- Source text:

Option B is an obvious downer, because customers give us money. Money can be exchanged for goods and services, like food ... and I find food to be an important part of a nutritious breakfast.
Option A presents another series of problems. Yes, we kept the customer, but now we have a forked version of our code floating around. If only one customer wants this feature, then it's not a big deal. If twenty customers want this feature, then there's twenty code forks. They're still our customers, so they expect support ... and this is a support nightmare.
Our decision to develop a TCPA option was driven by sufficient demand for the technology. We're not the only company in the marketplace offering TCPA. Phoenix, our largest competitor, has been working on TCPA for quite sometime. IBM is already shipping notebooks with TPM hardware (which run Linux, according to LinuxCare Labs). If AMI customers don't ship TCPA, they we spent time developing a feature nobody wanted (it wouldn't be the first time, but that's happens in cutting edge development), but we have customer goodwill because we're responsive to their needs. It's the same in our eyes as developing support for a chipset ... if nobody likes the chipset, then they don't buy the code to support it.
What we have done by choosing TCPA over any number of proprietary security solutions is present an option that isn't closed to third parties. If we enable TCPA on a board and you want to make use of it, read the spec and develop accordingly.

- Supplied information:

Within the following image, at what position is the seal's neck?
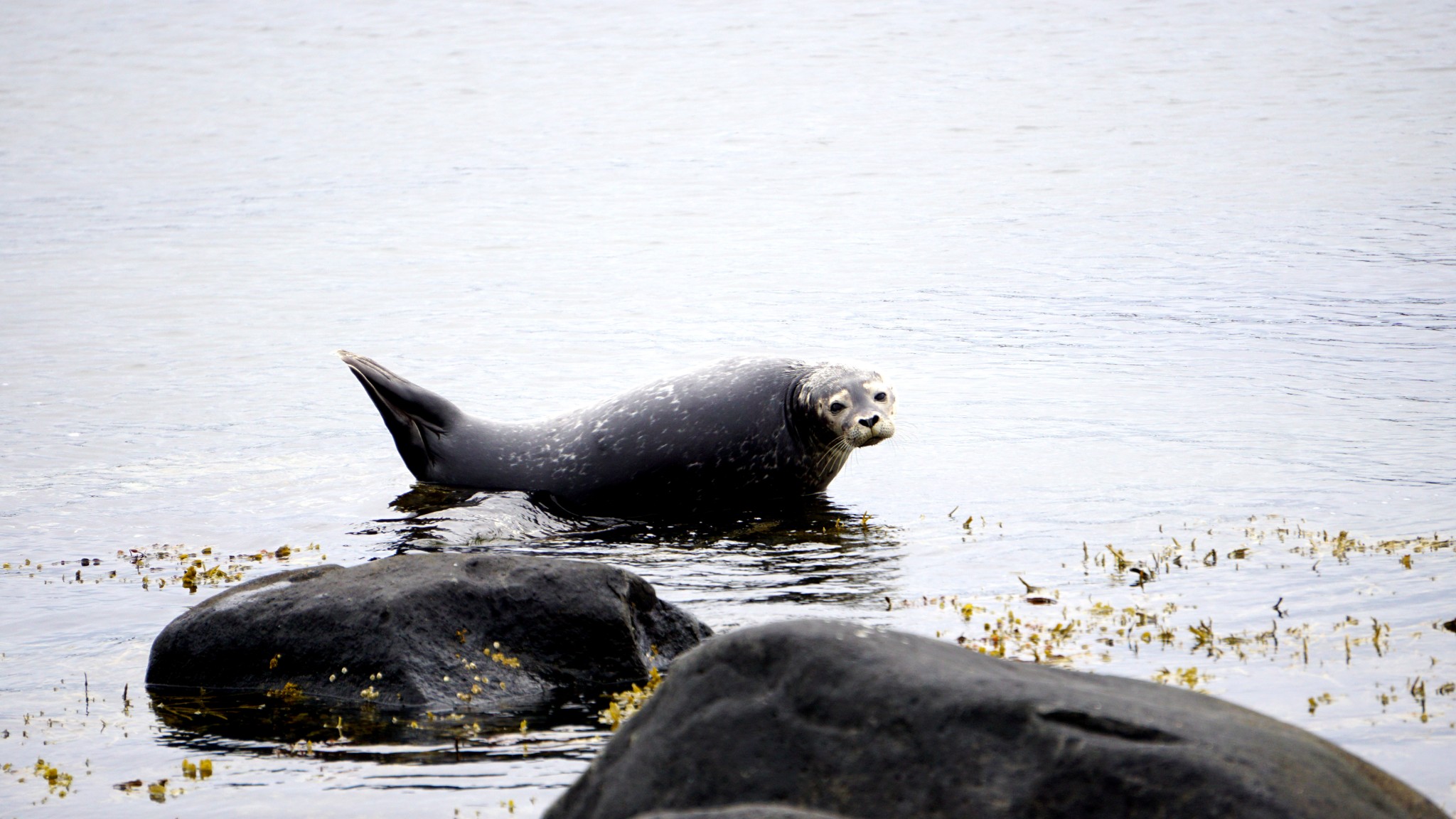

- Goal: In the passage about offering TCPA, which company is identified as the largest competitor? The data that precedes this point is not needed for the task.

- Exercise answer: Phoenix